* _読む文章_
____________
講演が展覧会と大きく違った点がふたつある。ひとつは、建築家・乾久美子という個人が前面に出ていたことだ。最初のスライドは、自ら住まうマンションの管理人であるナミキさんとその仕事の紹介だった。そのナミキさんのおかげで、共用廊下は常に掃除が行き届き、庭もきれいに整えられ、快適に日々を過ごすことができるそうだ。それらのプライベートな話や写真は、もちろん展覧会には出されていないし、大学の講評会で披露されていた途中経過(*)にもなかった。また、終盤では自身の設計した建築や、今設計中のプロジェクトが紹介され、これも展覧会とは違っていた(建築家の講演で自作の紹介は普通のことであり、その意味では展覧会の内容が異色であると言える)。つまり、集団制作であった展覧会や書籍とは異なり、乾久美子の現在が示された講演会だった。
もうひとつの違い、これが戸惑いの理由だが、展覧会と書籍の内容=「学び」を設計の方へ結び付けようとしていたことだ。
冒頭に書いた、おぼろげにイメージしていたものとは、今回の「学び」における「回避」についてであった。
まず「小さな風景からの学び」は、ヒロイックな、単一の概念の提出が慎重に避けられている。176もの「ユニット」には「照明いらず」、「何かに沿ってのびる」など、直感で把握できる一般的な語彙が用いられ、全体についても「サービス」という広く解釈可能な言葉が見出されている。
____________
* _提供された情報_
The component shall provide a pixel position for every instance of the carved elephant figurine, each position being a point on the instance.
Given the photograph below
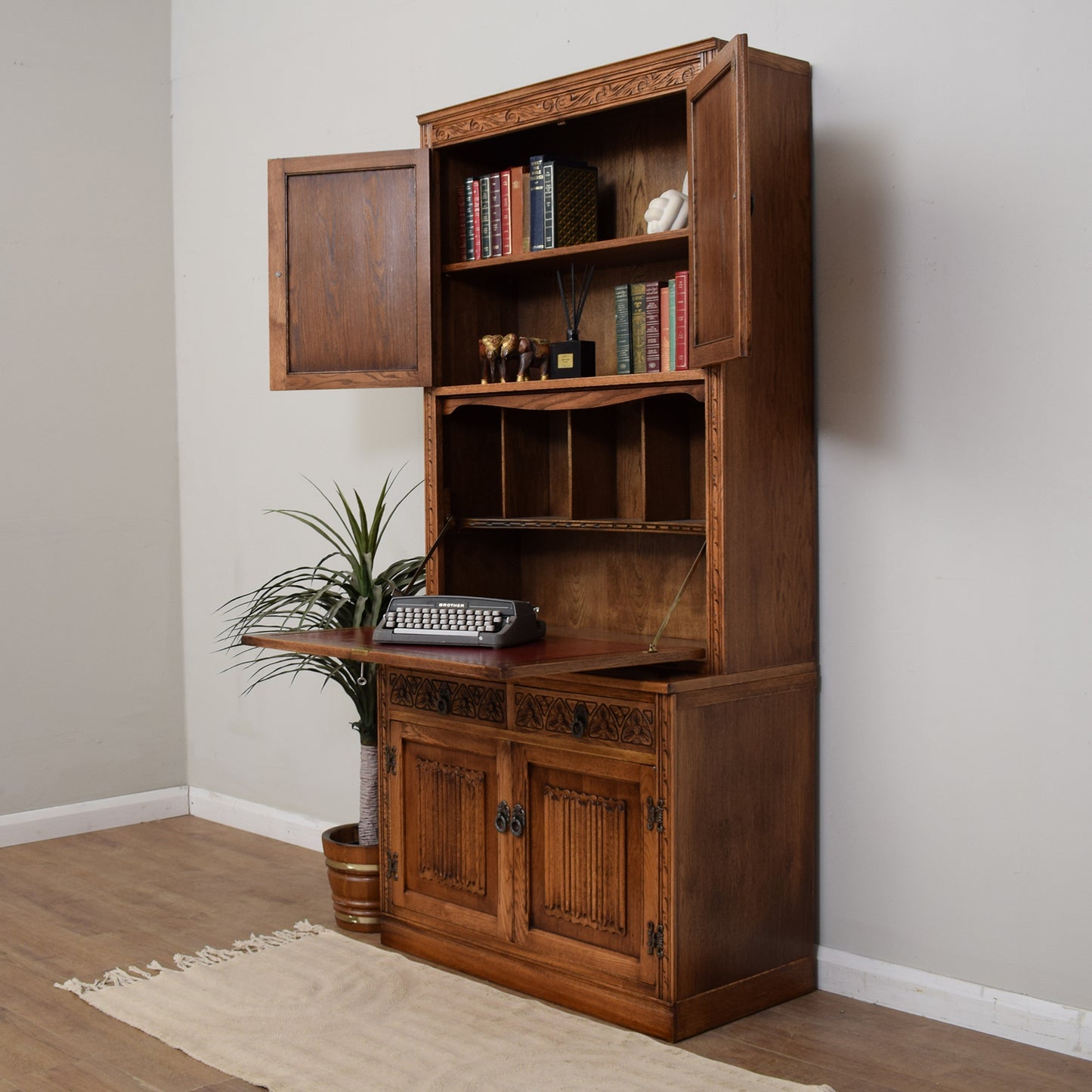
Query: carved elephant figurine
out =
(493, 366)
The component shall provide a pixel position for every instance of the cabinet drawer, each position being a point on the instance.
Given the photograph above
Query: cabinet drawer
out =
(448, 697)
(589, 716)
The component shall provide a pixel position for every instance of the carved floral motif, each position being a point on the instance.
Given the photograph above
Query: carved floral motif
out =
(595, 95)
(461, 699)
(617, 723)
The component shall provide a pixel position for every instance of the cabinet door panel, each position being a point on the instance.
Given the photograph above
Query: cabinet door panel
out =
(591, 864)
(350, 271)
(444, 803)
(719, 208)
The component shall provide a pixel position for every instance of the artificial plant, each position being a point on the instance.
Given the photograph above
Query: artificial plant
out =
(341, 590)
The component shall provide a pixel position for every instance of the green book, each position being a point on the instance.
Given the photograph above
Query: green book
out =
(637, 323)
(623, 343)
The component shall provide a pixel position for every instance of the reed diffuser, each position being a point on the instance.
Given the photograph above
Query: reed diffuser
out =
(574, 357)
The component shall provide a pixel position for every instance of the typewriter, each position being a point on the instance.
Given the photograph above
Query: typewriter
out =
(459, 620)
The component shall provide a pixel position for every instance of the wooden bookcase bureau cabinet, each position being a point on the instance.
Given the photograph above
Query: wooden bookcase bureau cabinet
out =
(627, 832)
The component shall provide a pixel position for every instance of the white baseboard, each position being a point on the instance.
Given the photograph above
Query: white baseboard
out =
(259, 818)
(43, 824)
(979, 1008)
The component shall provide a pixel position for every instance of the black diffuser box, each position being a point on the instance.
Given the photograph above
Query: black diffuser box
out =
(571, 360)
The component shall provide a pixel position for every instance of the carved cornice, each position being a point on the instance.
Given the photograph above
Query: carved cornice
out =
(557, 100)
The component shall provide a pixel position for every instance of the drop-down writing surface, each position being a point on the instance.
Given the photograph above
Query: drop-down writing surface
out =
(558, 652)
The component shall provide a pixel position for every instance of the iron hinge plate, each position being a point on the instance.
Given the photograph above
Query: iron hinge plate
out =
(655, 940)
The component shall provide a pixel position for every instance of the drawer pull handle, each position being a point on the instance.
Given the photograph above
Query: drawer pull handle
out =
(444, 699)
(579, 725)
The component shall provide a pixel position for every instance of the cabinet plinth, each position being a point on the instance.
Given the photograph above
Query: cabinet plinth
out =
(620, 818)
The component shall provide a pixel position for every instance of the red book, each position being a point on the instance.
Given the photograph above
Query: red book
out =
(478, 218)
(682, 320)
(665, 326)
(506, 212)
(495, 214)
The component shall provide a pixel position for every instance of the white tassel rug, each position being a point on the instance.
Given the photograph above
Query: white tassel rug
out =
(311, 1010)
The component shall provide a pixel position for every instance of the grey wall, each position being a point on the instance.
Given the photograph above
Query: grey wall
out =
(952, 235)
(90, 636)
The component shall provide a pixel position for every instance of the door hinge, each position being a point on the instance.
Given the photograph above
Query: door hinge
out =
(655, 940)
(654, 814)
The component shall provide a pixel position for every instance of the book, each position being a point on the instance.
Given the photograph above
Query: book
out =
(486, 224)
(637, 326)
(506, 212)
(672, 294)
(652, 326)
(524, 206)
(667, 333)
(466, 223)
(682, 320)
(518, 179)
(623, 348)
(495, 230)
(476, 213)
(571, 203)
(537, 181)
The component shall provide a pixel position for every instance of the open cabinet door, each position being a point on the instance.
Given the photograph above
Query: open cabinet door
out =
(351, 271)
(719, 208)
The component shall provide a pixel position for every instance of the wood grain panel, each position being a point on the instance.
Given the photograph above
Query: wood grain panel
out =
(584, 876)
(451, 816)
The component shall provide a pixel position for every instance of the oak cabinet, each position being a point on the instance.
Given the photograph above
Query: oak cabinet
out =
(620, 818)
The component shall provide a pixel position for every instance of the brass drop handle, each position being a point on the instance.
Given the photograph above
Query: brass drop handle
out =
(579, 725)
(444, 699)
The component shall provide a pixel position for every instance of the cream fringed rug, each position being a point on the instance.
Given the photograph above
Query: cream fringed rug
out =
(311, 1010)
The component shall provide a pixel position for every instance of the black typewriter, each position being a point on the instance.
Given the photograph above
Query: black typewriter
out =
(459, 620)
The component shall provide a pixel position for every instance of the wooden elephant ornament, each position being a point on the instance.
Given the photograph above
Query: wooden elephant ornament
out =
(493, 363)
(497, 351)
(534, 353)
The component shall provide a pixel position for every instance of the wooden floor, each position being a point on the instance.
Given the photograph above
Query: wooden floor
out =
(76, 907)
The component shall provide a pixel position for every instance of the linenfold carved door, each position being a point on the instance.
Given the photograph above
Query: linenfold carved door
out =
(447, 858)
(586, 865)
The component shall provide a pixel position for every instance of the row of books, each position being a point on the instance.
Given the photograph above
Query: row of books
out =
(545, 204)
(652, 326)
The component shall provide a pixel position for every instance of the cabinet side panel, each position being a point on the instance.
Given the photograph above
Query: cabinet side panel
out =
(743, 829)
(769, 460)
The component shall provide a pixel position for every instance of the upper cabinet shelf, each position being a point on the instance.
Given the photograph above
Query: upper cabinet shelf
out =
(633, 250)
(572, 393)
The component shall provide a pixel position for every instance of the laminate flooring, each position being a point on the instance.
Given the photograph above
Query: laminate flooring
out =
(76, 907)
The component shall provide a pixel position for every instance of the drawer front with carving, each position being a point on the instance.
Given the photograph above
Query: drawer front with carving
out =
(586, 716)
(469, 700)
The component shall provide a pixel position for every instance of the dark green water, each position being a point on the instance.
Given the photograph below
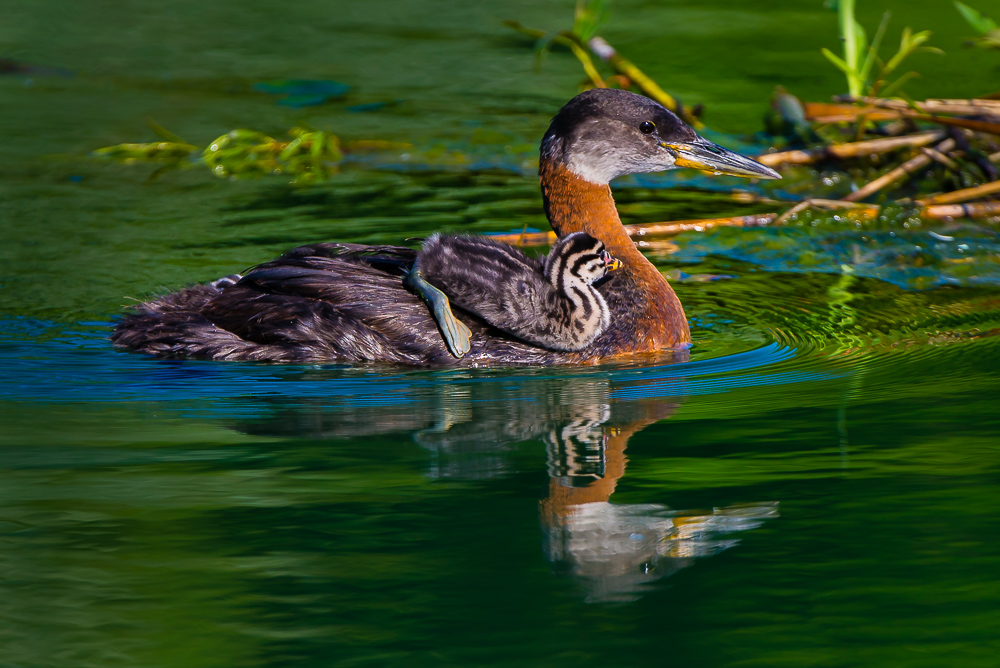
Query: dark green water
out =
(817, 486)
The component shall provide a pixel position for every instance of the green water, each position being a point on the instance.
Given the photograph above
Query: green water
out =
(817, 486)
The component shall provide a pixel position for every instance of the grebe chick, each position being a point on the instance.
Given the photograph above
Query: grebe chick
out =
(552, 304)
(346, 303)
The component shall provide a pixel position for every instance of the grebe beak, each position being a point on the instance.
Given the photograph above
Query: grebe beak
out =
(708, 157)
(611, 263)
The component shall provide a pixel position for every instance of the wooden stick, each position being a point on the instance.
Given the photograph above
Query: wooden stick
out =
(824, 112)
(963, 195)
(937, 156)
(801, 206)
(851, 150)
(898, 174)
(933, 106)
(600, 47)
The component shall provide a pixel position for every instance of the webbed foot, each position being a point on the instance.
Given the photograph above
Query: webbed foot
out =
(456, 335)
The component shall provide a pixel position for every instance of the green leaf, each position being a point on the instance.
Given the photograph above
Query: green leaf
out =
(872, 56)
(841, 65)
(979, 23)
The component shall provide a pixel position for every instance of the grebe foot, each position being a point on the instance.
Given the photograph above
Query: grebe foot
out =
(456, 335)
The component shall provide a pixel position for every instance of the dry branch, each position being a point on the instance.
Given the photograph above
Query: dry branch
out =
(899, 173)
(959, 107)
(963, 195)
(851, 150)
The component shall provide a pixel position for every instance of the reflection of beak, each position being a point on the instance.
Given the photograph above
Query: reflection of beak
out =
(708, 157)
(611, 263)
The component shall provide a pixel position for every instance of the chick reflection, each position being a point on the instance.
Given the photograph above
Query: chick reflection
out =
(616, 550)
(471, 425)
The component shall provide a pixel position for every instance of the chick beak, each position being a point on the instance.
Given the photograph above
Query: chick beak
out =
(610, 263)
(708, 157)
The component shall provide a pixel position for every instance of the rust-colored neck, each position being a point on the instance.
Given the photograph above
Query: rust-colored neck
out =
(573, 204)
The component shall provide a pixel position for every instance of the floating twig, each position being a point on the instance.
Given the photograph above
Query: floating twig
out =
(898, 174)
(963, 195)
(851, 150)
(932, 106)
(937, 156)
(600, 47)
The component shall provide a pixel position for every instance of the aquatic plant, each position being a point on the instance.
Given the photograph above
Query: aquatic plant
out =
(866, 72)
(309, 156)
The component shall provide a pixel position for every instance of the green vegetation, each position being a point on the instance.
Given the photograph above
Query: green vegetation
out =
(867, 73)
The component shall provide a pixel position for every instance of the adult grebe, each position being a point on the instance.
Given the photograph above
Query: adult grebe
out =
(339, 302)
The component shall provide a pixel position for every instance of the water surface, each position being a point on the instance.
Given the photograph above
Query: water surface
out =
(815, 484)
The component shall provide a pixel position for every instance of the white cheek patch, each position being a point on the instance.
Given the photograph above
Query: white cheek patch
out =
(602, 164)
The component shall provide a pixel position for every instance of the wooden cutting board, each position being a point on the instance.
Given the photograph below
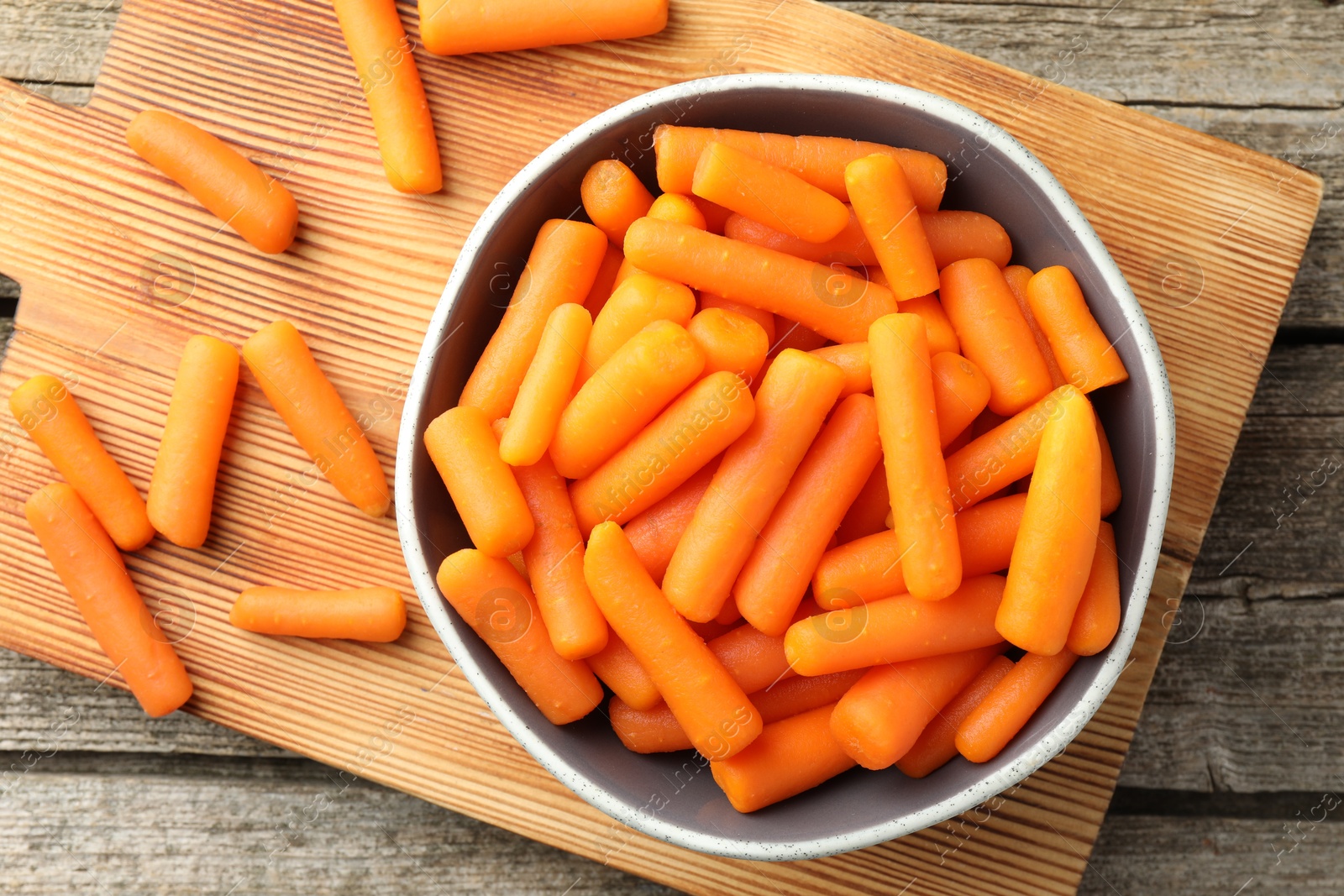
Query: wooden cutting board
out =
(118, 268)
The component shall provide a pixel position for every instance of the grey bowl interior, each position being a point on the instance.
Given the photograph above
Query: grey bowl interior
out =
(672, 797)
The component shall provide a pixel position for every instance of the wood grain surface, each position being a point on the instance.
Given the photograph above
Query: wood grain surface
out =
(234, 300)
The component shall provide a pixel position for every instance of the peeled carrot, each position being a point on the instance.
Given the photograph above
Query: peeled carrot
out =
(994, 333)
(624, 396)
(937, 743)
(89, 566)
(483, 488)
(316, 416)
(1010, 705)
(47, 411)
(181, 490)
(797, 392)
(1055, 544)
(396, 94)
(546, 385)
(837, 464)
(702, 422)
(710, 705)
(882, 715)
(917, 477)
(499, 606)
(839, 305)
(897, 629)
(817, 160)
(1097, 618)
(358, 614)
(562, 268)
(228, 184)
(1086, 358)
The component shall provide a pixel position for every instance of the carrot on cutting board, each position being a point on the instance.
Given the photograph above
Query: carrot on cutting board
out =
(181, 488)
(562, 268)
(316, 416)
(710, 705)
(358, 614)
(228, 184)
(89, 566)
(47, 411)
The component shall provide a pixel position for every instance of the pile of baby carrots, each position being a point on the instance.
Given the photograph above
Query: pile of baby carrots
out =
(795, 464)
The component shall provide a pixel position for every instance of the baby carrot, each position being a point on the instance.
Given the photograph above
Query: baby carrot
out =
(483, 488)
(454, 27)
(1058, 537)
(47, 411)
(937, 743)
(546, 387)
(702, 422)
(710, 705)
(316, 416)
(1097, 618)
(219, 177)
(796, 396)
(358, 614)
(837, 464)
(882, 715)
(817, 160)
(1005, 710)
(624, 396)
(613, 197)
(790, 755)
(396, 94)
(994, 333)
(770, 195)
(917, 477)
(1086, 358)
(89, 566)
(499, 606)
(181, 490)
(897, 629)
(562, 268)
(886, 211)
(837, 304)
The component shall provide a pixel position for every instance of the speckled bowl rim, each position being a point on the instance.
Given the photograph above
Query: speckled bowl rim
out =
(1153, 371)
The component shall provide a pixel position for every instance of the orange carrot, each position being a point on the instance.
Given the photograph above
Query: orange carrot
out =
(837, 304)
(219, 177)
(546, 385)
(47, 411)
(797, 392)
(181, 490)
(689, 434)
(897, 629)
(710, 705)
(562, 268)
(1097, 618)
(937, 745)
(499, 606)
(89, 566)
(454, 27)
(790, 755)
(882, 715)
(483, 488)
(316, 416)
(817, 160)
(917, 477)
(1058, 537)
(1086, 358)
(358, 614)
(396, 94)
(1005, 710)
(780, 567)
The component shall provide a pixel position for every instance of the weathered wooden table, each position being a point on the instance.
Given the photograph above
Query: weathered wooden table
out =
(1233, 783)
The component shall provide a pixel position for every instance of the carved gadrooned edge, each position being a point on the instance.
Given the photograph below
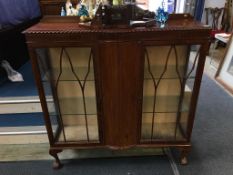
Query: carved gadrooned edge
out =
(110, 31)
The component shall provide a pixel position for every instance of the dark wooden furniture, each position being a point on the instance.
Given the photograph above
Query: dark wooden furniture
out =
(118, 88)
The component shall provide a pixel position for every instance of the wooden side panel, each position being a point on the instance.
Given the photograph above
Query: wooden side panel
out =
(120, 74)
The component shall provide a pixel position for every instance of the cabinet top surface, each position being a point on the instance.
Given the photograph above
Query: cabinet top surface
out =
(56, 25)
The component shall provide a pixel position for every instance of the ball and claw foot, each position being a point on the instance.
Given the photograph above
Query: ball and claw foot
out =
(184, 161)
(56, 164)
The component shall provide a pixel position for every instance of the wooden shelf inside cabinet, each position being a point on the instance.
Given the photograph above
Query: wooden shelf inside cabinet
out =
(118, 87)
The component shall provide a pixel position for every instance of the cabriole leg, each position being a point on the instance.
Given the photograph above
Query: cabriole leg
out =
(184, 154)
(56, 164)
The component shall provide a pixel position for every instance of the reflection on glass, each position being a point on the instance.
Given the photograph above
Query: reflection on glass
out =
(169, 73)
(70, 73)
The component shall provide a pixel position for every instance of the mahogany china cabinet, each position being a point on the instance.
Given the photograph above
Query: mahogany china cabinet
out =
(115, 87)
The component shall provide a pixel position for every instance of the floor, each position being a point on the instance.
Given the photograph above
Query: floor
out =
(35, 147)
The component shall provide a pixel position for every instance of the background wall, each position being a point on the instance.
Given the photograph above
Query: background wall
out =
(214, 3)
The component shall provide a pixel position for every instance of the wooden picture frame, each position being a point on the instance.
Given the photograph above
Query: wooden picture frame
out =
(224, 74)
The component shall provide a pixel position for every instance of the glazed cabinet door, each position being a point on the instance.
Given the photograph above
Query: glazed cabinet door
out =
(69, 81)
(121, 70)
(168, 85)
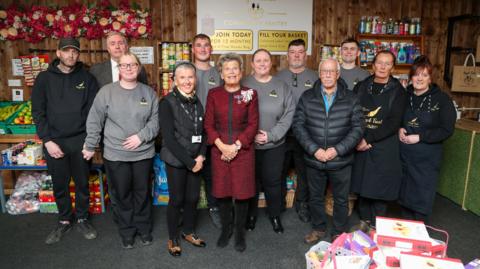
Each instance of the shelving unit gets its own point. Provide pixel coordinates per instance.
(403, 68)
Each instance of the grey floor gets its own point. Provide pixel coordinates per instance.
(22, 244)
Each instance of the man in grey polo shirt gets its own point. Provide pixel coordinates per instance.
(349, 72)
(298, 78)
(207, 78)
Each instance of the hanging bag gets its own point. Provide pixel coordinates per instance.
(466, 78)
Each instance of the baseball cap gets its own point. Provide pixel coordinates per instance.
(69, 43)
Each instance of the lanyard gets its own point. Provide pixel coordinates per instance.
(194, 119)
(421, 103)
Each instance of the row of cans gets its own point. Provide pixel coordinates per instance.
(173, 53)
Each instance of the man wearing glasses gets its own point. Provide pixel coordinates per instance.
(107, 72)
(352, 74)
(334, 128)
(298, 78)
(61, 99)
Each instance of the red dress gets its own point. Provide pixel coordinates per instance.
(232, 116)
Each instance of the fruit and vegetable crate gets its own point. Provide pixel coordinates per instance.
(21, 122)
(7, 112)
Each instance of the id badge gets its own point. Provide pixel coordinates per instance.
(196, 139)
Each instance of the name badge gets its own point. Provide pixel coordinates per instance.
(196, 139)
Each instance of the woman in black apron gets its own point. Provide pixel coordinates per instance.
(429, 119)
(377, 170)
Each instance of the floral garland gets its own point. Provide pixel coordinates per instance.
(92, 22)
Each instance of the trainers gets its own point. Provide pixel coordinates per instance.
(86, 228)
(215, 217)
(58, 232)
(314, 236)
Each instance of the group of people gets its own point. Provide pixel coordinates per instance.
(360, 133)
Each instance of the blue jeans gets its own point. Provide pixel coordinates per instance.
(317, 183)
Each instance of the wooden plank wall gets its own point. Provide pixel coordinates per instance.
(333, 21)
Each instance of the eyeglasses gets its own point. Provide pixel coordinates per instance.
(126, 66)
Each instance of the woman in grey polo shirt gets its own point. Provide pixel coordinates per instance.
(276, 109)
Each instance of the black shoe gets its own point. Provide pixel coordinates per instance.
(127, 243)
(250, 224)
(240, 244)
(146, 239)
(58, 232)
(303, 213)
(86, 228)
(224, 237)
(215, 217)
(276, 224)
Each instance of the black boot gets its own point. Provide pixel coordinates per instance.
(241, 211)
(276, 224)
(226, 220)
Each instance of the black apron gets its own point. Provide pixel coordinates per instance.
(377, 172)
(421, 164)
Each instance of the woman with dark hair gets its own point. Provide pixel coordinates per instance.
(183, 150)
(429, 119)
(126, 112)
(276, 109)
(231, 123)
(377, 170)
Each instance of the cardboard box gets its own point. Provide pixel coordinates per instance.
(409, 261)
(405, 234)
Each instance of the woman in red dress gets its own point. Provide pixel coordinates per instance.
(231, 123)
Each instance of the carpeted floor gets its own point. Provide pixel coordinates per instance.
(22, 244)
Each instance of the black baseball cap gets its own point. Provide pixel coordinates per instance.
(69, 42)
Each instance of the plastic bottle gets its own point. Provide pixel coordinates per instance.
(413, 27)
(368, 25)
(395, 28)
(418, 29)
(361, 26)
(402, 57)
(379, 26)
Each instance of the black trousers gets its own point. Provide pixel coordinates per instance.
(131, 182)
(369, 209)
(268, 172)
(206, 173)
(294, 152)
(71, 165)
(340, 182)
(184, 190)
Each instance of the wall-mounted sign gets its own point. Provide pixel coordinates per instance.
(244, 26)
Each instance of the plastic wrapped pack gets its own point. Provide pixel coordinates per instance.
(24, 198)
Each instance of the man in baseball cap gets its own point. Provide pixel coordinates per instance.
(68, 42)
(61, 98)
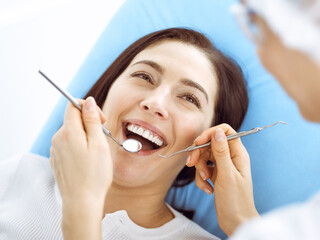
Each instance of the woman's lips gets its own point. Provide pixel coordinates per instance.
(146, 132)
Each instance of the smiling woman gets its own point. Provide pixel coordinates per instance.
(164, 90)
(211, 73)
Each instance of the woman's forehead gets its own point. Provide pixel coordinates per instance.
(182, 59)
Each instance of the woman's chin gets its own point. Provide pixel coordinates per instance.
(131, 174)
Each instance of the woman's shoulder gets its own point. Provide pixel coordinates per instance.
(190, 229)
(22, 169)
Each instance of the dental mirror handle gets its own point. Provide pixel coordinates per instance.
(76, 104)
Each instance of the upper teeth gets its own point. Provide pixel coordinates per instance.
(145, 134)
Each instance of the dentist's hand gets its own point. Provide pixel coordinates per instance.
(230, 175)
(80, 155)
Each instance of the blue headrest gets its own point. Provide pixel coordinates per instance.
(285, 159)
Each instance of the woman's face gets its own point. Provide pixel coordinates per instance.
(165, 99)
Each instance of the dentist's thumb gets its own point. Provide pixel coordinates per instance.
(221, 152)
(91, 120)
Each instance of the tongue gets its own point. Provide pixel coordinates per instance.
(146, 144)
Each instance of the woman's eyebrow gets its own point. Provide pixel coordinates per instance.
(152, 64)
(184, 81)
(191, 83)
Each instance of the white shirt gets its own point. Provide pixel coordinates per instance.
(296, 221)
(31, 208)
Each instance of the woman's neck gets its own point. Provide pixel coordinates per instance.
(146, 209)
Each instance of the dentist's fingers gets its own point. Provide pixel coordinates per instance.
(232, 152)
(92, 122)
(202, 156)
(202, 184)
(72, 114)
____________
* _やること_
**1.** 乾久美子の講演についての文章によると、講演の最初のスライドでは何が紹介されたか。
**2.** 乾久美子の講演についての文章を、最後の文の後から引き継いで書き進めよ。
記録は別の出典から取ったものだ。

* _解答_
**1.** 自ら住まうマンションの管理人であるナミキさんとその仕事。

**2.**
また、採寸や図面化がされなかったことも特徴である。コード化され、設計に「引用」された瞬間に「質」や「味わい」が失われ、陳腐化することを知っていたからだろう。先行のリサーチやフィールドワークへの批評性、風景や人びとの営みへの敬意をもち、その成果の安易な活用を避けていたのだ。現段階では、今後の長きに渡る研究室の活動として探求を続けていくための動的な枠組みであると宣言されていたし、本の中でも「どうつくるか」のためではなく、「何をつくるか」や「なぜつくるのか」という哲学的な問いが示されていた。
ところが、今回の講演会では終盤から自身の設計とつなげた話が始まったのである。「アパートメントI」や「スモールハウスH」や「KYOAI COMMONS」は、かつて実見する機会があったが、今回のリサーチとのつながりについてはあとづけのような強引さや違和感があった。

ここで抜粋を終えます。